| REQUIREMENT |
Can you recast every line of the rows below as a Markdown table with the columns No. and Line, skipping blank lines and leaving the pictures out?

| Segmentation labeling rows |
# # #

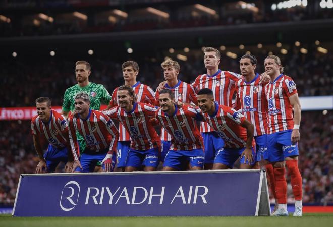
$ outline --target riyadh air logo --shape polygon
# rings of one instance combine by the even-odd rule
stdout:
[[[138,135],[138,129],[135,127],[135,126],[131,126],[130,127],[130,130],[131,130],[131,133],[133,135]]]
[[[246,107],[251,106],[251,98],[250,96],[244,97],[244,105]]]
[[[74,181],[65,185],[60,197],[60,208],[64,211],[70,211],[78,205],[80,195],[80,185]]]
[[[268,101],[268,108],[269,108],[269,109],[274,108],[274,100],[272,98],[270,98]]]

# # #

| RESPONSE BELOW |
| No. | Line |
|---|---|
| 1 | $ outline --target riyadh air logo --shape polygon |
| 2 | # rings of one instance combine by the even-odd rule |
| 3 | stdout: |
| 4 | [[[138,135],[138,129],[135,127],[135,126],[131,126],[130,127],[130,130],[131,130],[131,133],[133,135]]] |
| 5 | [[[246,107],[251,106],[251,98],[250,96],[244,97],[244,105]]] |
| 6 | [[[74,181],[65,185],[60,197],[60,208],[64,211],[70,211],[78,205],[80,195],[80,185]]] |
| 7 | [[[268,101],[268,108],[269,108],[269,109],[274,108],[274,100],[272,98],[270,98]]] |